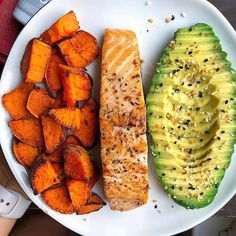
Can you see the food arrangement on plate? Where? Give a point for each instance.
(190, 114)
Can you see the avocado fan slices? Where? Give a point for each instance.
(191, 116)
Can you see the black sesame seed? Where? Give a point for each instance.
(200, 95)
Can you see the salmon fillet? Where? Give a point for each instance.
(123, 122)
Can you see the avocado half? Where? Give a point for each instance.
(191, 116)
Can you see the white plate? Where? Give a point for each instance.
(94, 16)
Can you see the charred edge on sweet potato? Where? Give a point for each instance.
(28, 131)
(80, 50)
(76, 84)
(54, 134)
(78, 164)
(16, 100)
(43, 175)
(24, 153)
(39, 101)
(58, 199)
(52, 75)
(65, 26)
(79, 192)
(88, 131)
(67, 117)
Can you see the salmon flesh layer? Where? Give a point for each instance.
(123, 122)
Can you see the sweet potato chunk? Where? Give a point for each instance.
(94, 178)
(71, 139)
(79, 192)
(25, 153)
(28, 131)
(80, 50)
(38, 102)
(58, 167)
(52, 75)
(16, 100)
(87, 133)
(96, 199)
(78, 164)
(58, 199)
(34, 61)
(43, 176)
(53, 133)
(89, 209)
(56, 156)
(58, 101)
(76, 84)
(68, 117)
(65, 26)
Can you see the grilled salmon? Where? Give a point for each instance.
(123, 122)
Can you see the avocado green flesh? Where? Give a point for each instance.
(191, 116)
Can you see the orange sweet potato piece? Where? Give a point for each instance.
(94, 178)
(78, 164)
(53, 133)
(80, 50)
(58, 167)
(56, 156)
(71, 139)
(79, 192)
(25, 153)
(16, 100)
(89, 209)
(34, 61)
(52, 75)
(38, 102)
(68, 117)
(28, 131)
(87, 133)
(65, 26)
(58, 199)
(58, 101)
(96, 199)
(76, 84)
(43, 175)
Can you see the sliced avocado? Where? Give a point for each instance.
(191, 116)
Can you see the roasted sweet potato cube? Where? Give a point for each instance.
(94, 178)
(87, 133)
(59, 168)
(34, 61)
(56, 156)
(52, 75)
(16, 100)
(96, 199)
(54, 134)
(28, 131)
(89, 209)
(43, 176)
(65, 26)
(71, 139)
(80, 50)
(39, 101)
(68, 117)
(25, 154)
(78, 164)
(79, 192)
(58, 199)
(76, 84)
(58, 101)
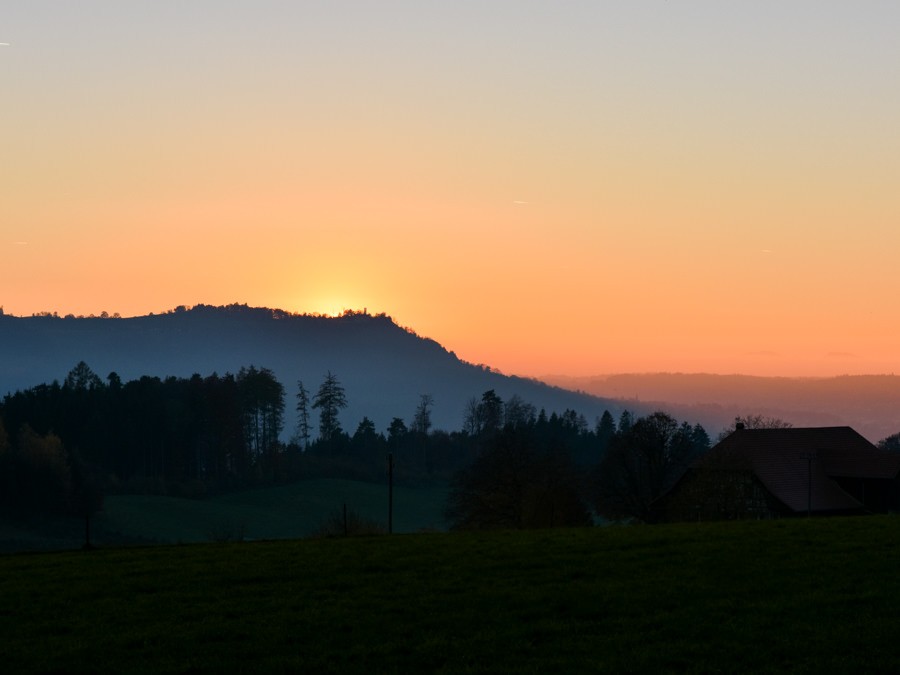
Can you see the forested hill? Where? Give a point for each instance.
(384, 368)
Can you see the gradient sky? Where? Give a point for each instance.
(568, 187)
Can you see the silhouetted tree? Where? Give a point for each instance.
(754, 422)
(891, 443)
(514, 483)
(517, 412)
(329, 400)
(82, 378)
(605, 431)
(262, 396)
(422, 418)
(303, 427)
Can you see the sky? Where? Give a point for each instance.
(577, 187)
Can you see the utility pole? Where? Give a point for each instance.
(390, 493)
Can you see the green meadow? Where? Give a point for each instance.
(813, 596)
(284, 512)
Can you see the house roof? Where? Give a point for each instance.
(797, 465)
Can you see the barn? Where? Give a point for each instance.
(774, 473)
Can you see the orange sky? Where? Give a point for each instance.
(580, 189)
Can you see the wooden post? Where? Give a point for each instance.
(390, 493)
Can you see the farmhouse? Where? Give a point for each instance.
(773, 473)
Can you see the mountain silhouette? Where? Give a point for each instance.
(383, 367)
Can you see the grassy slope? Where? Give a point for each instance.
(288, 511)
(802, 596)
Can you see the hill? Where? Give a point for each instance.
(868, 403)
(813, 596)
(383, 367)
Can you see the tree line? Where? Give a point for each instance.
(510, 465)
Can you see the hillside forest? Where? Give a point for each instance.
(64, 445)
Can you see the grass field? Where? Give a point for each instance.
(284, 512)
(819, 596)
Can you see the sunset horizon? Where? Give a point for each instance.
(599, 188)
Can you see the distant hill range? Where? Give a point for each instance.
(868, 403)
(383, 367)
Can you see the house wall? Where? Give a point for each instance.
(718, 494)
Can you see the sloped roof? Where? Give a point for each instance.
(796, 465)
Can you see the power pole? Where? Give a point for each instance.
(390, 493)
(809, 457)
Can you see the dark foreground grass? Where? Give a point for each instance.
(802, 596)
::::
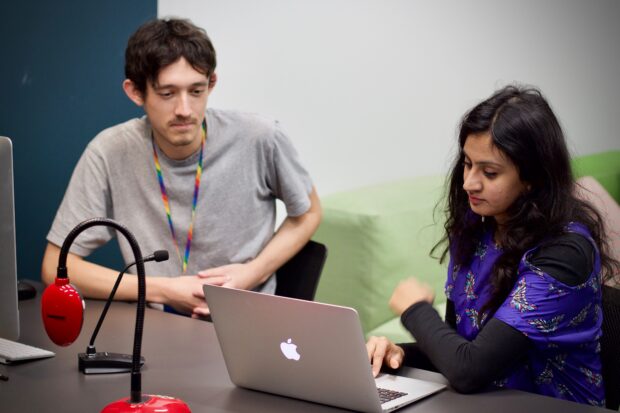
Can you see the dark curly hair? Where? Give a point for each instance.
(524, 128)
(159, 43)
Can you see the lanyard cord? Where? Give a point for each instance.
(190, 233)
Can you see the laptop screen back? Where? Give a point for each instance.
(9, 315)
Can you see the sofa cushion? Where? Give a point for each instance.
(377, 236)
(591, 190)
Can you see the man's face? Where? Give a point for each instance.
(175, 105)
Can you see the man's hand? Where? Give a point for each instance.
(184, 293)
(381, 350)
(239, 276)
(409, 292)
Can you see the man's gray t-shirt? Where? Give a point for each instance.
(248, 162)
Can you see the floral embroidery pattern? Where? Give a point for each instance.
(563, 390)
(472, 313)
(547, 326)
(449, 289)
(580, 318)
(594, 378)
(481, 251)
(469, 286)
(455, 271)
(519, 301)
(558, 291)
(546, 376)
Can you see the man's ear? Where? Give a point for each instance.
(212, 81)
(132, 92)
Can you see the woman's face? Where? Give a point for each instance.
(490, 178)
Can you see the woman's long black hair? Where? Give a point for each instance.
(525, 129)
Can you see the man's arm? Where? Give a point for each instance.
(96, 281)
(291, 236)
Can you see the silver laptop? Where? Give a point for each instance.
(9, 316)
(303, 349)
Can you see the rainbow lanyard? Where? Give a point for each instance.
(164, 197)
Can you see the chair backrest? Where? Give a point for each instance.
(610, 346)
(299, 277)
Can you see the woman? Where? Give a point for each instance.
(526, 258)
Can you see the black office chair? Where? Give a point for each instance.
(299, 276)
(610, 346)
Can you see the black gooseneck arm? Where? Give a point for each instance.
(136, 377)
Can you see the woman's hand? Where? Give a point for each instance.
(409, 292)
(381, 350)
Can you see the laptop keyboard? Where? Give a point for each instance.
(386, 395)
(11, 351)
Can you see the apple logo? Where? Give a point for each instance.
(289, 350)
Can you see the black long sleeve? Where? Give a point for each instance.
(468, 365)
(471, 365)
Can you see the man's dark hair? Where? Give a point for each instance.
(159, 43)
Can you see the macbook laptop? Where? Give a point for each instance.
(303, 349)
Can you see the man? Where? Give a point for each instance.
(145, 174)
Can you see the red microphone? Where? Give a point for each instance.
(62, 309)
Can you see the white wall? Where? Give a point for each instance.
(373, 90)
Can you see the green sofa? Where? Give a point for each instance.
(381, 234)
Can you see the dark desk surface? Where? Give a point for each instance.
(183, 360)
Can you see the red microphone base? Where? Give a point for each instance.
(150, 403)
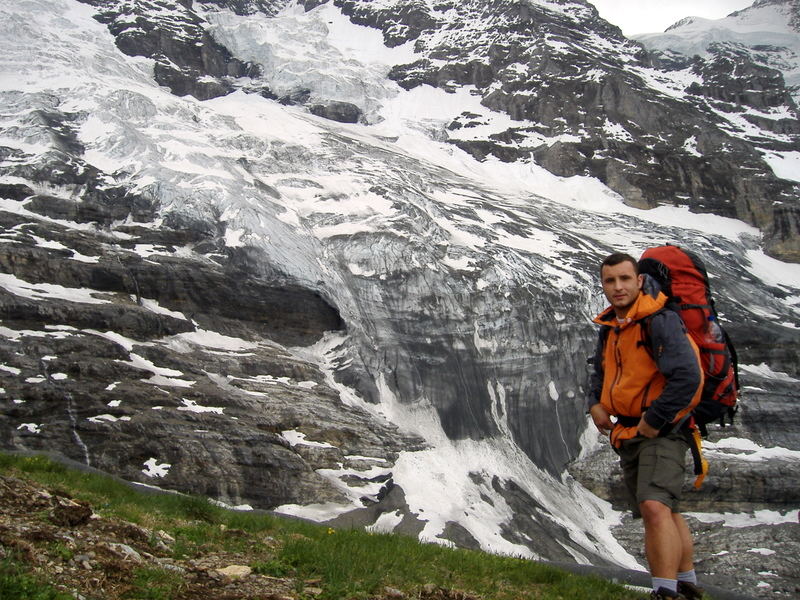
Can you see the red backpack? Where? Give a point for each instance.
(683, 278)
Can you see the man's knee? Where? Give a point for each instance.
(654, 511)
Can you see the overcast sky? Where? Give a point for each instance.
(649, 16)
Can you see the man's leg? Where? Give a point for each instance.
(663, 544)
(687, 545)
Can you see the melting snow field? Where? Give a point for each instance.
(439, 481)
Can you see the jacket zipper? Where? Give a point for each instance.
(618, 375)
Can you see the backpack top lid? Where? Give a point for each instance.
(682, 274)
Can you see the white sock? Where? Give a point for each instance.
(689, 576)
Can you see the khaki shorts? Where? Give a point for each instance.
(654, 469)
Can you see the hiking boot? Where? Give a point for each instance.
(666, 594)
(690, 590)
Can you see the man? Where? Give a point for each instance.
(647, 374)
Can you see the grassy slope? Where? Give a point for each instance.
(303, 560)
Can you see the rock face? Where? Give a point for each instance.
::::
Tally the lines in the records above that contain the string "microphone", treating case as significant, and give only the number.

2